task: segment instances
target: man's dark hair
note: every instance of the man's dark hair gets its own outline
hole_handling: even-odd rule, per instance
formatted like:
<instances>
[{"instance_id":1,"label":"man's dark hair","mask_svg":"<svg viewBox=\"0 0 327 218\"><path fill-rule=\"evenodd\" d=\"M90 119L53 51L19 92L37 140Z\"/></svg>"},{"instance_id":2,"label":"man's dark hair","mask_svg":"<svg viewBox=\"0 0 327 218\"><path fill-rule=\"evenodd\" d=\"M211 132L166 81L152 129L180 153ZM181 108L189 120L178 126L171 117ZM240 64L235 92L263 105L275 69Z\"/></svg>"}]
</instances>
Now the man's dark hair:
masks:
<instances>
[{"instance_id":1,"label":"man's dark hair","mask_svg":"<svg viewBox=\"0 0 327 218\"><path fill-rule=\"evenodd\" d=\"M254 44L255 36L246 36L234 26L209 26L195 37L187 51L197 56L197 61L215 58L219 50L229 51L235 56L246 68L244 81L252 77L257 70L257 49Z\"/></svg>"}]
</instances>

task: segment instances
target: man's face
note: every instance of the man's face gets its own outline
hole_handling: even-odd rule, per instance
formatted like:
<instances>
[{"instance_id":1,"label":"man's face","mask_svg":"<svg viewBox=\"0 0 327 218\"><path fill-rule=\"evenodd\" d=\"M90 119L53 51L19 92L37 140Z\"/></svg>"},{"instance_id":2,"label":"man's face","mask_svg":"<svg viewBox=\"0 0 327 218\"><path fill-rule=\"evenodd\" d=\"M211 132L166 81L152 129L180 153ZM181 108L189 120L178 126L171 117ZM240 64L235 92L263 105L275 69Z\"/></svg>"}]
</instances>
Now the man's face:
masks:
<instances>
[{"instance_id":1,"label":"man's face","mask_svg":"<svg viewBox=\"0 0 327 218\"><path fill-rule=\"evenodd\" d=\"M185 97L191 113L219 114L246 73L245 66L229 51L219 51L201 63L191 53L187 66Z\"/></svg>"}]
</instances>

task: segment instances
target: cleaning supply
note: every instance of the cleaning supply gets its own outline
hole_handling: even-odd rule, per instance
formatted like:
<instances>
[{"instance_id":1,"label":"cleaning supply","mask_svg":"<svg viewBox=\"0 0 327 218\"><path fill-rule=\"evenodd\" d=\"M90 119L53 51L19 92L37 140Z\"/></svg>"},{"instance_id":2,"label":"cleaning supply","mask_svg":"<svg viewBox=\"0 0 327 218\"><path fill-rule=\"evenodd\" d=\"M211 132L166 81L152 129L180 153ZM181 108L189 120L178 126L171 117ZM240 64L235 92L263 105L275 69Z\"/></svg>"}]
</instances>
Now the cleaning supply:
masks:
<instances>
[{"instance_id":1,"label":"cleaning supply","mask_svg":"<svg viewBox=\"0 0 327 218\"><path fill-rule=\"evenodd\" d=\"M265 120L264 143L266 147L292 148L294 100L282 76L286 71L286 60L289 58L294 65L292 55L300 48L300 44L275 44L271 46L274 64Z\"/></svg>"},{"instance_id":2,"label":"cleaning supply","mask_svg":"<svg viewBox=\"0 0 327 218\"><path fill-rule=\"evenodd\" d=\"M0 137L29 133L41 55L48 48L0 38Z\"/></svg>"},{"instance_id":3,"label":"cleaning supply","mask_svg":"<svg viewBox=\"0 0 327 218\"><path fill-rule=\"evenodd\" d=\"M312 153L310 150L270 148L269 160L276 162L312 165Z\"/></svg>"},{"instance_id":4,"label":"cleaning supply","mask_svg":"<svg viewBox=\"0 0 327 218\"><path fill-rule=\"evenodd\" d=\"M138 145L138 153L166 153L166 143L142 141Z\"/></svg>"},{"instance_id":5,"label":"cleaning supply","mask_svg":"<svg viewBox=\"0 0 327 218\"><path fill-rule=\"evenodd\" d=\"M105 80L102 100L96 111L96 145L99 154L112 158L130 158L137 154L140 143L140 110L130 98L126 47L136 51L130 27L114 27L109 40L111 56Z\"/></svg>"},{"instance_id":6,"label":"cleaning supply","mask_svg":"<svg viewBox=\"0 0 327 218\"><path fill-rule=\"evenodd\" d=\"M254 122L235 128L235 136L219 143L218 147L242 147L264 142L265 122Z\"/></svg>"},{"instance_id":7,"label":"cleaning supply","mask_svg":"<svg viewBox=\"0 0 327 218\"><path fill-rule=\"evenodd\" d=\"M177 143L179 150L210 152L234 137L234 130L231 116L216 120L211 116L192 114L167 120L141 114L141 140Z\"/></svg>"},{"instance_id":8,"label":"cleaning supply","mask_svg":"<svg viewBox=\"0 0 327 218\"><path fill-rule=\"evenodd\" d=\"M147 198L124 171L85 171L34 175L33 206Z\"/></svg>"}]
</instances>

────────────────────

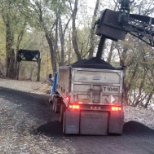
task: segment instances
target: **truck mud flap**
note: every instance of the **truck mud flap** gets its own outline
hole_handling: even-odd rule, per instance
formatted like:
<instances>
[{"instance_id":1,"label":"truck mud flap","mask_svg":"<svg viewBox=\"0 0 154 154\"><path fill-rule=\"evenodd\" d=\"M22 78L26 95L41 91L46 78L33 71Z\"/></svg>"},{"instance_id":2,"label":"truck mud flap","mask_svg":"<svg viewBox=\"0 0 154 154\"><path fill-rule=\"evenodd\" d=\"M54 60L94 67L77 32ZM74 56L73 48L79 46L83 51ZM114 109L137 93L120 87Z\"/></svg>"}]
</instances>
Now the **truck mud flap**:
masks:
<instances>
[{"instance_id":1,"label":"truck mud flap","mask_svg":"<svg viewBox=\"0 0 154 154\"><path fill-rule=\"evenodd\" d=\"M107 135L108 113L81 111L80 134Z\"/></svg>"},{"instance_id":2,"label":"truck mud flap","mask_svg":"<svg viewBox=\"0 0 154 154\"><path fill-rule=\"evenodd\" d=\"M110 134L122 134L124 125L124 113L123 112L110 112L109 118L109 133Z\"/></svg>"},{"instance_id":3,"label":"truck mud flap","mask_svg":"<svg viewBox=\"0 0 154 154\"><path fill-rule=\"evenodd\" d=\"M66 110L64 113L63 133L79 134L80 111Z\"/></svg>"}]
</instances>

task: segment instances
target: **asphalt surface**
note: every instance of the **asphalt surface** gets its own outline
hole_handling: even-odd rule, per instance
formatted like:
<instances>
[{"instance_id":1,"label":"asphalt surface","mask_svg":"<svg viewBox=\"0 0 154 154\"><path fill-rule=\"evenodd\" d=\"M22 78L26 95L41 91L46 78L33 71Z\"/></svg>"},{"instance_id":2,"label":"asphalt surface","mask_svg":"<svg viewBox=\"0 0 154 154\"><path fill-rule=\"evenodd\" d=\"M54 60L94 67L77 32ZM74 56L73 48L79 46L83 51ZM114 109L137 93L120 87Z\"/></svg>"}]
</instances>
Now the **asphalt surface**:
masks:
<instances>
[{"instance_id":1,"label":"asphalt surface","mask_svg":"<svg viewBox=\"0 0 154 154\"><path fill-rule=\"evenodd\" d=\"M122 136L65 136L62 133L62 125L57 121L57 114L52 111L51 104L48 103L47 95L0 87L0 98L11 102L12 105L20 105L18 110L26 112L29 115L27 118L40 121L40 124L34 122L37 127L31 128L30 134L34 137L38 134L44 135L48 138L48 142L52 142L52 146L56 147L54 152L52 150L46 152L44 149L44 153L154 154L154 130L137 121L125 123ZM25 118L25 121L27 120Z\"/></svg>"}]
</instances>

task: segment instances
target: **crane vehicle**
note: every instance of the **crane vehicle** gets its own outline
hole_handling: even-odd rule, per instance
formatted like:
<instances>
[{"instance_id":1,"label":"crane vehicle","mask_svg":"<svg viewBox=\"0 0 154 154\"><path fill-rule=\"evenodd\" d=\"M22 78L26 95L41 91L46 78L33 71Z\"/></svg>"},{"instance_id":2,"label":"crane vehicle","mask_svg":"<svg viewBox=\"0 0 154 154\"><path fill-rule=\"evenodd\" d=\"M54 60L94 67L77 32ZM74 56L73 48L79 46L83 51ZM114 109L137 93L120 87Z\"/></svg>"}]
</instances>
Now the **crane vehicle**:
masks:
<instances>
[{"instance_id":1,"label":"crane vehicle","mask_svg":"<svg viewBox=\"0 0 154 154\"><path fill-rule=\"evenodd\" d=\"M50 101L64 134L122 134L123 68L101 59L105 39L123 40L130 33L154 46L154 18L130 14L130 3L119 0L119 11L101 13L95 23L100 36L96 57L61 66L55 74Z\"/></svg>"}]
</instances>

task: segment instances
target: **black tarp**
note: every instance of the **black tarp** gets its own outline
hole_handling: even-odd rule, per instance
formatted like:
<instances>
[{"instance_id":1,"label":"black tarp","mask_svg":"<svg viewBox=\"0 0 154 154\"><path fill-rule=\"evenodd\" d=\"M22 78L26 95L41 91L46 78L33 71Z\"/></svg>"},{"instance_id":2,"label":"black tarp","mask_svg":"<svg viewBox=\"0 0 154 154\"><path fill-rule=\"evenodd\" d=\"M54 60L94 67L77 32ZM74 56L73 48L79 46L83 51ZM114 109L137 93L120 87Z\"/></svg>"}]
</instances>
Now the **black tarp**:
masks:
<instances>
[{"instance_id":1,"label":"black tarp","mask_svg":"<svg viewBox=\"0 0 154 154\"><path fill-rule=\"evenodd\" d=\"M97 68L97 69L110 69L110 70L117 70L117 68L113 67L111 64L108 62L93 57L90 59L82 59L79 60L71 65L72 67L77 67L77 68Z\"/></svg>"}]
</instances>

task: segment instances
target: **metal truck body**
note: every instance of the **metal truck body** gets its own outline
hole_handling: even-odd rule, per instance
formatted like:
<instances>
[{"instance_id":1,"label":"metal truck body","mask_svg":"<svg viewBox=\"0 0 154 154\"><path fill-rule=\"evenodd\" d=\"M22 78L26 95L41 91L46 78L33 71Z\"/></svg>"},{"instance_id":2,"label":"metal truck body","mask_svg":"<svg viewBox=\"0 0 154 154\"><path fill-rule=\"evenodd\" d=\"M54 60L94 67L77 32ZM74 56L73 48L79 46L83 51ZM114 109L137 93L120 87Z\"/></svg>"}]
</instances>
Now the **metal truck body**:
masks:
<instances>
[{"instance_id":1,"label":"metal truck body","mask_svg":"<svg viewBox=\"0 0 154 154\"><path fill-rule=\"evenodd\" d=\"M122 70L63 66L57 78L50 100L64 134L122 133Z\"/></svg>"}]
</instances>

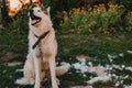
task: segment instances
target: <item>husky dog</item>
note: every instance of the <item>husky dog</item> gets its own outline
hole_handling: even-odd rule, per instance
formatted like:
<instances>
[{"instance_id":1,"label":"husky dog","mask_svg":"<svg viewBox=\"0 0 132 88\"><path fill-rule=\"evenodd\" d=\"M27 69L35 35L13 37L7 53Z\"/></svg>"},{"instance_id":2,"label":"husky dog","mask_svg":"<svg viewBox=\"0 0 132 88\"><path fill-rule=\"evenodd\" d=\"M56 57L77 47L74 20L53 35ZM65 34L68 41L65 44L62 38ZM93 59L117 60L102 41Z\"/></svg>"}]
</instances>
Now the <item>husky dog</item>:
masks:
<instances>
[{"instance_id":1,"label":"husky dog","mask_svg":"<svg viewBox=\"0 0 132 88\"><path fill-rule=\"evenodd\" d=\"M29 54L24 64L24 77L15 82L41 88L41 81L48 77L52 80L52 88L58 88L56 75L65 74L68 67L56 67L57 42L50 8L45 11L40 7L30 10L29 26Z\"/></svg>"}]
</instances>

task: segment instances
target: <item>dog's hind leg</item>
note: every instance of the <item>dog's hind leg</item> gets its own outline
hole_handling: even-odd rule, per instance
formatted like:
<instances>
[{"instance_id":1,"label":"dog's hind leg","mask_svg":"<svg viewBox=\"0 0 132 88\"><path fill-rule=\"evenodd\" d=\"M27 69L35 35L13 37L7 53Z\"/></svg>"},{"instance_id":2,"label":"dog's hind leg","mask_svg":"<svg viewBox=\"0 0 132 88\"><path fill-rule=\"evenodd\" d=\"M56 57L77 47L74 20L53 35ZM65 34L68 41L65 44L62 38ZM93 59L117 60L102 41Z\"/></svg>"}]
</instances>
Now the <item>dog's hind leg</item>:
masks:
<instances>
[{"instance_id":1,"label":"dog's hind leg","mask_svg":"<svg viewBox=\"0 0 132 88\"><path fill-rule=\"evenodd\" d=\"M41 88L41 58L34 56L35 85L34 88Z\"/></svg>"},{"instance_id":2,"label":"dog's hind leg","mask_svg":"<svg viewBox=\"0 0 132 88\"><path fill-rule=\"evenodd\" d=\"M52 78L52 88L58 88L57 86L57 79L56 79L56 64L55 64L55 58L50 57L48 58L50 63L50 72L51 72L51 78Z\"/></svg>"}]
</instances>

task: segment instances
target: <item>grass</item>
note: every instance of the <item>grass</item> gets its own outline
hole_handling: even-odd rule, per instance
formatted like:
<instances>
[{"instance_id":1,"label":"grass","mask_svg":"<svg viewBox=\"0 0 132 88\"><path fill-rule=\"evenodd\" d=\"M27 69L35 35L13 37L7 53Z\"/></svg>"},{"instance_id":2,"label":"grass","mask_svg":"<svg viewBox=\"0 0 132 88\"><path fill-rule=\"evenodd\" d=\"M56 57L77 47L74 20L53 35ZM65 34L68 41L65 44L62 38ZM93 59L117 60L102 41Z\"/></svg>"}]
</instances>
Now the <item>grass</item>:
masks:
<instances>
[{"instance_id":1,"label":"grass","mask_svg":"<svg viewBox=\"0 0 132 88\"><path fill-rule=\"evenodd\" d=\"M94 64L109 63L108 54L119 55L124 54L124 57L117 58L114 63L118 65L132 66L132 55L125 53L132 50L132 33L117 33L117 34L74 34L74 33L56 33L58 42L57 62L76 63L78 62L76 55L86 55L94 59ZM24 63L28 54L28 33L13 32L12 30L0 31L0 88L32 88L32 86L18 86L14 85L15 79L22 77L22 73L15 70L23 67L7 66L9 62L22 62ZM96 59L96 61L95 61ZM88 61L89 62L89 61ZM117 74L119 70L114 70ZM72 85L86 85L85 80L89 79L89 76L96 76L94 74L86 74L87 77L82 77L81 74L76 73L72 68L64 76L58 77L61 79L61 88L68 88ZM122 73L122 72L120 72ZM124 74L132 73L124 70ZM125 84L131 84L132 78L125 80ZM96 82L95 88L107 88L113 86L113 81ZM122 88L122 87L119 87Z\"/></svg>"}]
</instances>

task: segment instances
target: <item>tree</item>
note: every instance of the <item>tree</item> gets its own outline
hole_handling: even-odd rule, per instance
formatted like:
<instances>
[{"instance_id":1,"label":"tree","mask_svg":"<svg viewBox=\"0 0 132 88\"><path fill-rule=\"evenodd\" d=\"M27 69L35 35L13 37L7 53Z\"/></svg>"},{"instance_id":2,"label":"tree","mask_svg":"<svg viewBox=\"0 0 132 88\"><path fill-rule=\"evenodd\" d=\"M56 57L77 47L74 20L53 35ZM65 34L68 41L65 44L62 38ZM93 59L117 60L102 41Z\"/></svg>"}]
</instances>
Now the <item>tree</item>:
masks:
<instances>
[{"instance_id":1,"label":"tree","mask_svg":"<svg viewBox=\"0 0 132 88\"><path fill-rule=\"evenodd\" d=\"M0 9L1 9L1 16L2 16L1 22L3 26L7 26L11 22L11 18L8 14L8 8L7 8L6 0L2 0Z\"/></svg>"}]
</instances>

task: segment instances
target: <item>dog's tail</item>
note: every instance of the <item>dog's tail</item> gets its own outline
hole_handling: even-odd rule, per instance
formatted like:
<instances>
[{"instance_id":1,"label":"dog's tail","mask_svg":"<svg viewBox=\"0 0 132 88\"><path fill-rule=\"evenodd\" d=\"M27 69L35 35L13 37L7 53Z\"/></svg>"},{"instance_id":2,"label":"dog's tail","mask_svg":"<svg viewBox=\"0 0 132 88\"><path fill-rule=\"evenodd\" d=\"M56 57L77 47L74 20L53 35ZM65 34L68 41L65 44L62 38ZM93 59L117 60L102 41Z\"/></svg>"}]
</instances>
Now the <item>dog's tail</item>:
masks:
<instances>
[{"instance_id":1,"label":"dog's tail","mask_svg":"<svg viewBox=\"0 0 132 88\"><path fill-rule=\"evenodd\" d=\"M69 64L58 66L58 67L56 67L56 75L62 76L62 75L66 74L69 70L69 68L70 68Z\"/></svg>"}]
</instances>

────────────────────

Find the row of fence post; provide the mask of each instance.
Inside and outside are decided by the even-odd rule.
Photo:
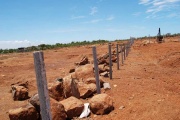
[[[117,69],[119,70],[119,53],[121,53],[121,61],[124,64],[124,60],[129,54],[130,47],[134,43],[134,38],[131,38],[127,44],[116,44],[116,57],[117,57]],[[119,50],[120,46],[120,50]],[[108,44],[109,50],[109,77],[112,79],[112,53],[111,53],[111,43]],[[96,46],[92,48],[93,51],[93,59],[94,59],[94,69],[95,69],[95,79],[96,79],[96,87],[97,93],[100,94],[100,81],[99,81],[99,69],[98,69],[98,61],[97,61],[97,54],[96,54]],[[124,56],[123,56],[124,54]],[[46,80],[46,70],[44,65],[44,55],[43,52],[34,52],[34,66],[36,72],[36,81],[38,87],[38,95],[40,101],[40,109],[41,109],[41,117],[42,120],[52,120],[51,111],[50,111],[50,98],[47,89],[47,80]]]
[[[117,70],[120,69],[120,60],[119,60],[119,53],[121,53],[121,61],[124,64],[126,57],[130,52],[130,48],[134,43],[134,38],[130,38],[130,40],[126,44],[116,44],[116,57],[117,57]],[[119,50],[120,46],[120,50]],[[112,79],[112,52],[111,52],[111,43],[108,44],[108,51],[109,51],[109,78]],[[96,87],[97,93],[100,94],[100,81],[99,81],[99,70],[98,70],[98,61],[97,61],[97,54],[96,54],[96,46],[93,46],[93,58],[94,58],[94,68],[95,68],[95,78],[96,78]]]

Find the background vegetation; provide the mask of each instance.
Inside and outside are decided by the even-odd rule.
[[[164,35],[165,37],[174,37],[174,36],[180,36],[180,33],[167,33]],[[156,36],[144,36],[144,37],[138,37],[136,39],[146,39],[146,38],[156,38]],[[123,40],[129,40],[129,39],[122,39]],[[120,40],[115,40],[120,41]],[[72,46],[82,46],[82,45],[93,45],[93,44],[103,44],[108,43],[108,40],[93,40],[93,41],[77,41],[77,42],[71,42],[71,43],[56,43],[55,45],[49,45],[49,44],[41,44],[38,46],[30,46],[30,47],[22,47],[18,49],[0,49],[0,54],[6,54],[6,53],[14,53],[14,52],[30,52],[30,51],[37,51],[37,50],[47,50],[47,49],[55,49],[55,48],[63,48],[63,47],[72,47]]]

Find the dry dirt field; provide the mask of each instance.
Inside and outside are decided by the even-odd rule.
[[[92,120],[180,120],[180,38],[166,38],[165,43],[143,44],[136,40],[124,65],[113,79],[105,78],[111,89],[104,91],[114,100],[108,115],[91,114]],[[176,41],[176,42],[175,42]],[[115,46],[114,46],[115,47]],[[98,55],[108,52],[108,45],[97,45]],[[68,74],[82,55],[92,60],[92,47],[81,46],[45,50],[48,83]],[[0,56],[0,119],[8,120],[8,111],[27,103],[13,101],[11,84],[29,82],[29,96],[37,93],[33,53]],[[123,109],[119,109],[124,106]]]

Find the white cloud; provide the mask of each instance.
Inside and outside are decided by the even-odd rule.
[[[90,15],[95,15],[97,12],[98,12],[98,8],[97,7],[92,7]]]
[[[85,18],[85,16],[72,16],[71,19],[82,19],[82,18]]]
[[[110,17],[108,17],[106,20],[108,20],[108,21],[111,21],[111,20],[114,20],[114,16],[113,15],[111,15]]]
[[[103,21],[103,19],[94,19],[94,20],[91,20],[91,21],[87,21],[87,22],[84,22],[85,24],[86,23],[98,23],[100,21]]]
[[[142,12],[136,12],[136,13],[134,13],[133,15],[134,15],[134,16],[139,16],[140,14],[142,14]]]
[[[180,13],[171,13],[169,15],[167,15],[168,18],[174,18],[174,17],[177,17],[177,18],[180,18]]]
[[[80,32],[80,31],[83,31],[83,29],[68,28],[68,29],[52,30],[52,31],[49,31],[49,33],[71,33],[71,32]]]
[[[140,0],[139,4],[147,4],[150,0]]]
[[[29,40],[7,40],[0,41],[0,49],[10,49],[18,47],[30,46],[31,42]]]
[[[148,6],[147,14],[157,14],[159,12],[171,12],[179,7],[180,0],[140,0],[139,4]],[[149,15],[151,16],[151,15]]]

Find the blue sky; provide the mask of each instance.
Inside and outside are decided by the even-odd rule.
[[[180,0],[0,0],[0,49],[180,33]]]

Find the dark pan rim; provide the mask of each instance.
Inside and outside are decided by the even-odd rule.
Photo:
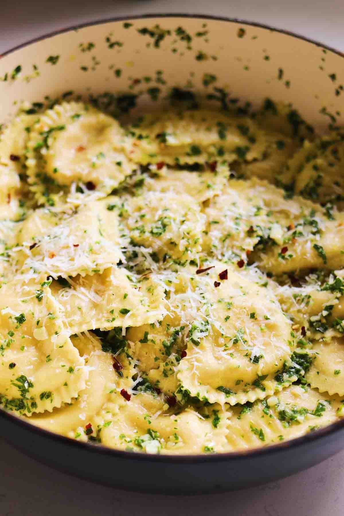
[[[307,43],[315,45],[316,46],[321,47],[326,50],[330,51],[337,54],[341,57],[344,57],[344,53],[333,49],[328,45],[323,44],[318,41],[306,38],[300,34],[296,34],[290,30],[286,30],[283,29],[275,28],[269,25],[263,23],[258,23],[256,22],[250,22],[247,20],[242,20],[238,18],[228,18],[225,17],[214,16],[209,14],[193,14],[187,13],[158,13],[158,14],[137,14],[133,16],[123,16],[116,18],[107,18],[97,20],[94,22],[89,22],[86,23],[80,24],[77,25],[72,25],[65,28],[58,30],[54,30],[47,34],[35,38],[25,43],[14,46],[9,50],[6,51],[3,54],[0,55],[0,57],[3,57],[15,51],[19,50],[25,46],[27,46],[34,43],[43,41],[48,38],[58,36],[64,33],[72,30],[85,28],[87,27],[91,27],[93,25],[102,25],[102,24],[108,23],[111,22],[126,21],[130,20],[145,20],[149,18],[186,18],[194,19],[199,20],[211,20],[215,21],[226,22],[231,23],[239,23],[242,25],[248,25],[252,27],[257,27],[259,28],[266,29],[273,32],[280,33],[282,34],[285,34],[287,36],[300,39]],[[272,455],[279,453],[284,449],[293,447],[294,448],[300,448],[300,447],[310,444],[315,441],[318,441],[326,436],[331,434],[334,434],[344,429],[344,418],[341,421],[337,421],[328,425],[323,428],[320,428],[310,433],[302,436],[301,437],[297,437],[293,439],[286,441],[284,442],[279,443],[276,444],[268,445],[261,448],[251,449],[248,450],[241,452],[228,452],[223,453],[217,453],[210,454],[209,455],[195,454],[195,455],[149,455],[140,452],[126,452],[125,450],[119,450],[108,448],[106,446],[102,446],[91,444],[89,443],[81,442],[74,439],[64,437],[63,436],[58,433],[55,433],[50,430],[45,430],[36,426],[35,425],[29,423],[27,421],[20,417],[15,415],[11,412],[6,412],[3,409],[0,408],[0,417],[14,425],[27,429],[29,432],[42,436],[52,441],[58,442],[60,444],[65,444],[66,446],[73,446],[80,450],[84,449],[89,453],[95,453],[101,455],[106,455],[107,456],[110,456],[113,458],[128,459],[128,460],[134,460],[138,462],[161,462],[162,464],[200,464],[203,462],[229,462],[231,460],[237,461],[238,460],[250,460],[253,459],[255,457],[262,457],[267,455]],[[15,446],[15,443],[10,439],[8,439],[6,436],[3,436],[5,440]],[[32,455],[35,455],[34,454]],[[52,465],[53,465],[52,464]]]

────────────────────

#### What this task involves
Count the rows above whose lines contain the string "dark", matching case exactly. Give only the number of such lines.

#### Solution below
6